- WHAT IS EXPECTED
Render the lines below as a JSON list of strings, one string per line, leaving out the pictures and any blank lines.

- INFORMATION GIVEN
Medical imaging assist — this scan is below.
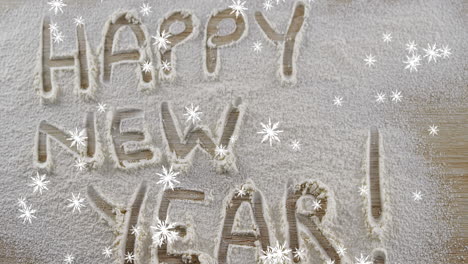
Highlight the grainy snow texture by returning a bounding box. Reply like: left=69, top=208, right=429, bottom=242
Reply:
left=0, top=0, right=468, bottom=264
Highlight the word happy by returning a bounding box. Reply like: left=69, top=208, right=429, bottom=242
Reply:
left=35, top=2, right=307, bottom=100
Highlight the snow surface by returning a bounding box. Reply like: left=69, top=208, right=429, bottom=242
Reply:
left=0, top=0, right=468, bottom=263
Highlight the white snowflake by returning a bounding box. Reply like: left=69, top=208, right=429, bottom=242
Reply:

- COMPLETE RESPONSE
[
  "Medical imaging assist — this scan is below.",
  "Highlight the grainy snow texture by returning a bounding box. Reply like: left=69, top=208, right=429, bottom=242",
  "Reply:",
  "left=0, top=0, right=468, bottom=264",
  "Highlight the word happy by returning a bounding box. Reply like: left=69, top=208, right=429, bottom=242",
  "Reply:",
  "left=35, top=2, right=307, bottom=100",
  "Highlight the snow surface by returning a bounding box. Reply like: left=69, top=208, right=429, bottom=242",
  "Reply:",
  "left=0, top=0, right=468, bottom=263",
  "Highlight the white snowflake by returning a bounding box. Reply like: left=69, top=208, right=429, bottom=242",
  "Reply:"
]